GOAL A
In the blog post on drug money and banks, which Austrian weekly released the interview with Antonio Maria Costa?
GOAL B
Carry the blog post on drug money keeping banks afloat forward from its last sentence.

PASSAGE GIVEN

━━━━━━

As a privately held company, Modern Evil is not required to publicly report on any of its operations or activities. This blog of the Investment Division is a faint reflection of our interests and opinions. Thank you.

~ Theo K. Mewley, V.P. Investments

"Behind every great fortune lies a great crime." - Balzac


Cocaine Stimulates the Economy

CATEGORY: Banks, Drug Money, Recession Strategy

DIVISION: Modern Evil Investments

As everyone scrambles to recession-proof ground, let's not forget that cash-flow positive stalwart of the global economy: drugs. When times are good the money flows, but when times are bad it's even better. So attention all international authorities - don't be too hard on the drug lords; their business could be the only thing keeping your financial institutions solvent.

U.N. Crime Chief Says Drug Money Flowed Into Banks

VIENNA: The United Nations' crime and drug watchdog has indications that money made in illicit drug trade has been used to keep banks afloat in the global financial crisis, its head was quoted as saying on Sunday.

Vienna-based UNODC Executive Director Antonio Maria Costa said in an interview released by Austrian weekly Profil that drug money often became the only available capital when the crisis spiralled out of control last year.

"In many instances, drug money is currently the only liquid investment capital," Costa was quoted as saying by Profil. "In the second half of 2008, liquidity was the banking system's main problem and hence liquid capital became an important factor."

The United Nations Office on Drugs and Crime had found evidence that "interbank loans were funded by money that originated from drug trade and other illegal activities," Costa was quoted as saying. There were "signs that some banks were rescued in that way."

━━━━━━

RECORDED INFORMATION

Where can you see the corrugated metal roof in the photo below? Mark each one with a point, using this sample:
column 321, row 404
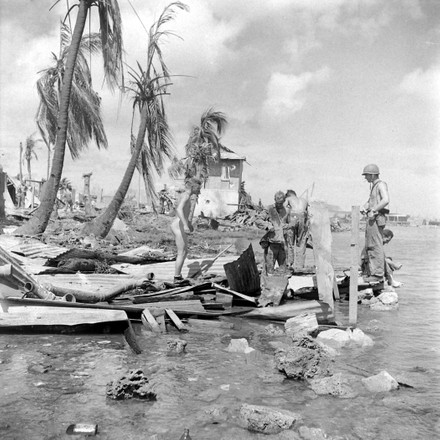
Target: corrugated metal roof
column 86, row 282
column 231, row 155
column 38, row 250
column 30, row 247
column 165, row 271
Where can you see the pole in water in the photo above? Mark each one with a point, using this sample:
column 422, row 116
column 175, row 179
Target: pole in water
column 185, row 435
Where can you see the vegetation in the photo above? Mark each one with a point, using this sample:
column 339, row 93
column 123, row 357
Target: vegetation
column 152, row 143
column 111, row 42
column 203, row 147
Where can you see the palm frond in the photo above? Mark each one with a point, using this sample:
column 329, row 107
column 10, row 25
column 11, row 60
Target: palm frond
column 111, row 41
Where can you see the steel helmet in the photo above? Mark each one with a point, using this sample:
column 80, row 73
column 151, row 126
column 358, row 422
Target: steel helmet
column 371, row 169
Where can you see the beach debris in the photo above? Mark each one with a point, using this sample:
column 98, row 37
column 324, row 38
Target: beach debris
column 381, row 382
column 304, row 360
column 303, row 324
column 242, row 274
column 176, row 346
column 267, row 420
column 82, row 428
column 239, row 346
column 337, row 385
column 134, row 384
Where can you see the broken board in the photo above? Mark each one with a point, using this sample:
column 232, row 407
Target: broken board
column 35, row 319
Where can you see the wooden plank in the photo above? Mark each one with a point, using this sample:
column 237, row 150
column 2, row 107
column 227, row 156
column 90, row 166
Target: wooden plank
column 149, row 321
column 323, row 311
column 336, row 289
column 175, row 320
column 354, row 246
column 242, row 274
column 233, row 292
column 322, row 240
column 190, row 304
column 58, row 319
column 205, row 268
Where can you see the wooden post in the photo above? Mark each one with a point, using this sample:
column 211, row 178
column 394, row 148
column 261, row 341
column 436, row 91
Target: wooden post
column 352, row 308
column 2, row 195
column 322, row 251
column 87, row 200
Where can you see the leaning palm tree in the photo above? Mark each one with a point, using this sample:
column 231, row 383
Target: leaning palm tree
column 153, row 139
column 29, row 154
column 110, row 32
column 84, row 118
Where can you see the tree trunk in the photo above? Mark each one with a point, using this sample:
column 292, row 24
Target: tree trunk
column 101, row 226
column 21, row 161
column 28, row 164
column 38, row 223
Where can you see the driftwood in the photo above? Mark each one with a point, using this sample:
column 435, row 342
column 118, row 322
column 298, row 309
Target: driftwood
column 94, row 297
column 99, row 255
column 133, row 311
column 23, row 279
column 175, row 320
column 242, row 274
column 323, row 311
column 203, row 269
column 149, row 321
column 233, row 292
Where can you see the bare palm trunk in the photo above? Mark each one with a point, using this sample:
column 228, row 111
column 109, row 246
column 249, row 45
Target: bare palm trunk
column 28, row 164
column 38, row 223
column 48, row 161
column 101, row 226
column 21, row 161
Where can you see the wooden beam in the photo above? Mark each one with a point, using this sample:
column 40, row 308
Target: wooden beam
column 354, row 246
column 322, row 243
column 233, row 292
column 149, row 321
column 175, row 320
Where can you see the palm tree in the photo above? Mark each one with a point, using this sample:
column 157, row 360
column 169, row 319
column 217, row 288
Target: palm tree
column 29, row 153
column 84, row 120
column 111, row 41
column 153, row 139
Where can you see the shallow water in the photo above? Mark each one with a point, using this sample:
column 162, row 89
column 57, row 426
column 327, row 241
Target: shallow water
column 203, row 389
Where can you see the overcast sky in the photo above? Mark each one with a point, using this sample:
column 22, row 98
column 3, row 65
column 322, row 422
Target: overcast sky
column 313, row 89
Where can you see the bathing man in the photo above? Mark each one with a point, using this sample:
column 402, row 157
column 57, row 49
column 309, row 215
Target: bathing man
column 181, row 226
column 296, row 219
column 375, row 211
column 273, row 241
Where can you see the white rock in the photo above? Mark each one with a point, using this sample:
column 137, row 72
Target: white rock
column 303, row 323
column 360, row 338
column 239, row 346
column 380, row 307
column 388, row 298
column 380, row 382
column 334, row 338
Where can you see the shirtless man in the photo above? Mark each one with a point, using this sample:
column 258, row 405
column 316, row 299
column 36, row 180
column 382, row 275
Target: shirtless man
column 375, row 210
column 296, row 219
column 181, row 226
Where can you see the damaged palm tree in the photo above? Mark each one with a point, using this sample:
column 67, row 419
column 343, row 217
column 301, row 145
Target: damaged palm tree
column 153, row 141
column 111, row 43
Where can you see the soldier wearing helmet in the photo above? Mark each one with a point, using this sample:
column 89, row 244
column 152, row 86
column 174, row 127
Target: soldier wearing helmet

━━━━━━

ANSWER A
Profil

ANSWER B
Profil said Costa declined to identify countries or banks which may have received drug money and gave no indication how much cash might be involved. He only said Austria was not on top of his list, Profil said.


Finger Pointing at the 25 Meltdown Architects

CATEGORY: Economic Meltdown, Crisis, Responsibility

DIVISION: Modern Evil Investments

EDITORIAL: At last! - It's finger-pointing time! The list of criminals responsible for the global financial crisis is a who's who of high-powered insiders, all of whom have made out like robber barons and will never, ever pay the least penalty. Fantastic! As an S&P analyst wrote, "Let's hope we are all wealthy and retired by the time this house of cards falters." Here are 25 who made it out alive.

Twenty-Five People at the Heart of the Meltdown

The worst economic turmoil since the Great Depression is not a natural phenomenon but a man-made disaster in which we all played a part. In the second part of a week-long series looking behind the slump, Guardian City editor Julia Finch picks out the individuals who have led us into the current crisis.

by Julia Finch, with additional reporting by Andrew Clark and David Teather

Alan Greenspan, Chairman of US Federal Reserve 1987- 2006
Only a couple of years ago the long-serving chairman of the Fed, a committed free marketeer who had steered the US economy through crises ranging from the 1987 stockmarket collapse through to the aftermath of the 9/11 attacks, was lauded with star status, named the "oracle" and "the maestro". Now he is viewed as one of those most culpable for the crisis. He is blamed for allowing the housing bubble to develop as a result of his low interest rates and lack of regulation in mortgage lending. He backed sub-prime lending and urged homebuyers to swap fixed-rate mortgages for variable rate deals, which left borrowers unable to pay when interest rates rose.

For many years, Greenspan also defended the booming derivatives business, which barely existed when he took over the Fed, but which mushroomed from $100tn in 2002 to more than $500tn five years later.

Billionaires George Soros and Warren Buffett might have been extremely worried about these complex products - Soros avoided them because he didn't "really understand how they work" and Buffett famously described them as "financial weapons of mass destruction" - but Greenspan did all he could to protect the market from what he believed was unnecessary regulation. In 2003 he told the Senate banking committee: "Derivatives have been an extraordinarily useful vehicle to transfer risk from those who shouldn't be taking it to those who are willing to and are capable of doing so".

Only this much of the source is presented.